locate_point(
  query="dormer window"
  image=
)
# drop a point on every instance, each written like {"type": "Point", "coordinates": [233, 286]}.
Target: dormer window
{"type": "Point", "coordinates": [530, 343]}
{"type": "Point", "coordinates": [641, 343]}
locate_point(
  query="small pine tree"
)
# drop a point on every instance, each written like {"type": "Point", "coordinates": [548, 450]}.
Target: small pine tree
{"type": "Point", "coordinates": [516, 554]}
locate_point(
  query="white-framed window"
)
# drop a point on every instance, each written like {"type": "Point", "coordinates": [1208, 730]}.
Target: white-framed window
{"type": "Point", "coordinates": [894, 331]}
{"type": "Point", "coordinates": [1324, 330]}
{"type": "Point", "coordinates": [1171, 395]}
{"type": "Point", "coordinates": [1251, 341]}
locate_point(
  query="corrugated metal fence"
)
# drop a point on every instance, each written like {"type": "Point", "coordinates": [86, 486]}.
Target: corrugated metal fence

-------------------------

• [WORK TASK]
Looking at the listing above, which lines hold "corrugated"? Copy every such line.

• [WRITTEN ANSWER]
  query="corrugated metal fence"
Target: corrugated metal fence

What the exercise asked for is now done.